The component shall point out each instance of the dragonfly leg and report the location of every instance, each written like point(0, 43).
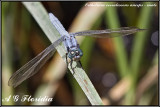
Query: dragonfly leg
point(72, 67)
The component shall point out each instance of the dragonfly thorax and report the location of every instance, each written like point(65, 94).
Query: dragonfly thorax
point(75, 54)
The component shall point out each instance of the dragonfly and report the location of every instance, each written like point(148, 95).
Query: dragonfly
point(74, 53)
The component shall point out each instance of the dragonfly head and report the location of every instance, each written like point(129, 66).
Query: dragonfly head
point(75, 54)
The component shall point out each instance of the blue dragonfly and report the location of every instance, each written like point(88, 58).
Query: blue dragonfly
point(74, 53)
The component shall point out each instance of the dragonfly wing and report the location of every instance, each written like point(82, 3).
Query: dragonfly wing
point(34, 65)
point(123, 31)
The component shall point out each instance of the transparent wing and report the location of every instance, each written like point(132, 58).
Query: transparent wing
point(34, 65)
point(123, 31)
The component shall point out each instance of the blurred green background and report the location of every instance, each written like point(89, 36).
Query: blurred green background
point(124, 70)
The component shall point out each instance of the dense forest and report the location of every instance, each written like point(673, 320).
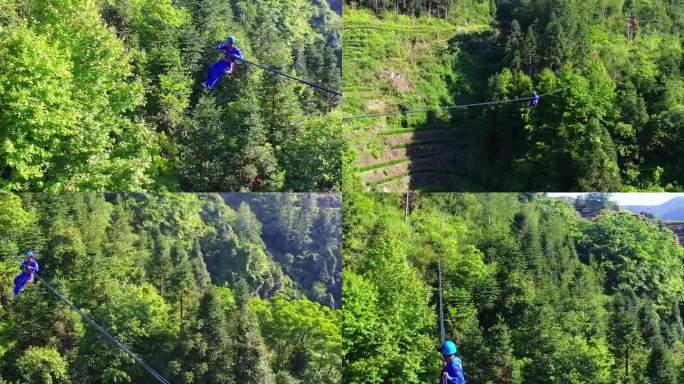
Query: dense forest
point(533, 292)
point(610, 74)
point(107, 95)
point(205, 288)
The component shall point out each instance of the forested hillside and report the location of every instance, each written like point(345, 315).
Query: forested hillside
point(609, 74)
point(533, 293)
point(203, 292)
point(107, 95)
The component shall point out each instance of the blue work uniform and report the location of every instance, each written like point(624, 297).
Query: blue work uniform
point(218, 69)
point(28, 268)
point(454, 371)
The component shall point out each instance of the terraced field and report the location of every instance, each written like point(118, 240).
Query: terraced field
point(395, 64)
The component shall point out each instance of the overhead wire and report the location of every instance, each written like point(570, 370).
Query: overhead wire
point(297, 79)
point(104, 332)
point(447, 107)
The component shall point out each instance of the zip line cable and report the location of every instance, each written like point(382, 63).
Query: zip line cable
point(462, 106)
point(281, 73)
point(104, 332)
point(442, 330)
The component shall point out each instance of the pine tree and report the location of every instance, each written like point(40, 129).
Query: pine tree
point(252, 359)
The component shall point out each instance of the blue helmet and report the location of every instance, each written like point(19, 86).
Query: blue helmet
point(449, 348)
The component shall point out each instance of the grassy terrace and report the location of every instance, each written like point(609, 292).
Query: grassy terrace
point(397, 63)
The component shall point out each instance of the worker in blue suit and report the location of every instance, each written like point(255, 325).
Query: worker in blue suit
point(29, 267)
point(225, 65)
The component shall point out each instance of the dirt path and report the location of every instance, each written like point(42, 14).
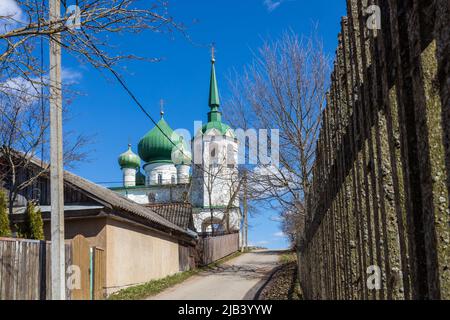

####

In your copy of the listing, please omit the pictures and keep every word exact.

The component shall point out each instance of the dragonfly leg and report the location of every instance, each written like point(0, 43).
Query: dragonfly leg
point(72, 67)
The component shall point out each instance of the dragonfly thorax and report the location of every instance, each written like point(65, 94).
Query: dragonfly thorax
point(75, 54)
The component shall point out each instance of the dragonfly and report the location of every instance, each written like point(148, 95).
Query: dragonfly
point(74, 53)
The component shall point out each instance of the dragonfly head and report the location of every instance, each written like point(129, 66).
Query: dragonfly head
point(75, 54)
The component shall point out each instance of the blue dragonfly and report the location of every instance, each written like point(88, 58).
Query: blue dragonfly
point(74, 53)
The component shall point out each instance of the dragonfly wing and report the location of every instance, each written like point(82, 3).
Query: dragonfly wing
point(34, 65)
point(123, 31)
The component shall point out each instance of the transparent wing and report the location of every instance, each written like point(132, 58).
Query: transparent wing
point(34, 65)
point(123, 31)
The component shall point out each instance of the blurred green background and report the location of every instance, each written like point(89, 36).
Query: blurred green background
point(124, 70)
The component shall point out each instance of the dense forest and report the location of every instance, each written like point(673, 320).
Query: dense forest
point(533, 292)
point(610, 74)
point(107, 95)
point(205, 288)
The component shall point out each instance of the forested hillside and report the location of every instance, each written like point(345, 315).
Query: forested hillside
point(609, 74)
point(533, 293)
point(203, 292)
point(107, 95)
The component shall point out each instance of the blue work uniform and report the location of every instance, each written like point(624, 297).
Query: blue work uniform
point(218, 69)
point(28, 268)
point(454, 371)
The component shall point out each instance of the terraced field and report the location of every instance, each written like point(118, 240).
Query: terraced field
point(395, 64)
The component shall point out each instance of the overhead wire and report the location of every instance, each written like point(570, 370).
Query: overhead wire
point(297, 79)
point(104, 332)
point(447, 107)
The component shall point out each instance of the zip line cable and report the location of every instance, each written like point(382, 63).
Query: zip line cable
point(462, 106)
point(281, 73)
point(104, 332)
point(442, 330)
The component shall point out each instance of the pine tree and report the location of every instance, each written like point(40, 129).
Query: pine tree
point(252, 359)
The component shall point out each instance of the blue helmet and report the location of every instance, each written like point(19, 86).
Query: blue helmet
point(449, 348)
The component shall point out each instance of the grassy terrace and report the location of every instance, each written like point(609, 292).
Query: grassy terrace
point(397, 63)
The component shall point out each instance of the worker in blue suit and report the location of every instance, each written like point(255, 325).
Query: worker in blue suit
point(29, 267)
point(225, 65)
The component shall point out each instance of the dirt path and report the location of every instance, each written like point(42, 14).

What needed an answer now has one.